#### [Document source]
+ + + + + + +

Quand on lit les notes d’introduction du pianiste, qui constituent son credo artistique, on comprend pourquoi on aime tant le musicien.
Ce n’est pas seulement une question de génération et d’éducation musicale. Emler allie de façon délibérée, une musique savamment composée, à une énergie très actuelle qui déborde tout en restant à sa place. Sans oublier l’intelligence mélodique des grands groupes pop des années 70 et l’étude admirative du travail de géniaux perturbateurs, comme F.Zappa. Ce qui explique en partie une démarche qui explore avec humour, impertinence et précision, certains territoires musicaux actuels : ruptures de tempos, suspens harmonique et rythmique, faux arrêts et donc faux départs, ostinatos souples et rebondissants ; par instant, une douceur de prélude suivie d’ envolées qui n’en seront que plus étonnantes. Des interventions plus « sauvages », chantées, marmonnées, ou hurlées aux saxophones, exaltent certains dérèglements assumés avec le plus sérieux.
Ce que le pianiste arrive à faire avec ce groupe de surdoués tient d’un véritable projet collectif dans lequel chacun reste à sa place, concourant à cette impression de joyeux chaos.

+ + + + + + +

#### [Matériel fourni]
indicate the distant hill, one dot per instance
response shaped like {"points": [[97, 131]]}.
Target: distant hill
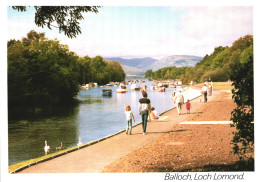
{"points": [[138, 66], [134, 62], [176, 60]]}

+ + + + + + +

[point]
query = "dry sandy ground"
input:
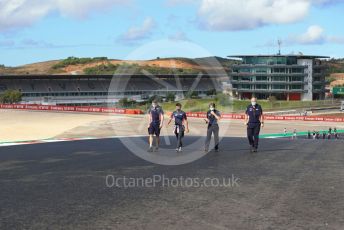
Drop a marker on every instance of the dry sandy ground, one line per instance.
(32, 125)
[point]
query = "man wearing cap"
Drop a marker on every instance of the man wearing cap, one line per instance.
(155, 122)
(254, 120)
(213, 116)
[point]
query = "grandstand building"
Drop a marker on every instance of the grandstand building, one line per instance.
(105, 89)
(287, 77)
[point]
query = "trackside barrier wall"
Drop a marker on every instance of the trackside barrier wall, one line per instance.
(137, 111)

+ + + + + + +

#### [Votre tâche]
Recopiez sans aucune modification le passage de la chronique sur le pianiste Emler, en commençant à « Ce n’est pas » et en terminant à « le plus sérieux. ». Le matériel fourni n'a aucun rôle ici.

#### [Votre réponse]
Ce n’est pas seulement une question de génération et d’éducation musicale. Emler allie de façon délibérée, une musique savamment composée, à une énergie très actuelle qui déborde tout en restant à sa place. Sans oublier l’intelligence mélodique des grands groupes pop des années 70 et l’étude admirative du travail de géniaux perturbateurs, comme F.Zappa. Ce qui explique en partie une démarche qui explore avec humour, impertinence et précision, certains territoires musicaux actuels : ruptures de tempos, suspens harmonique et rythmique, faux arrêts et donc faux départs, ostinatos souples et rebondissants ; par instant, une douceur de prélude suivie d’ envolées qui n’en seront que plus étonnantes. Des interventions plus « sauvages », chantées, marmonnées, ou hurlées aux saxophones, exaltent certains dérèglements assumés avec le plus sérieux.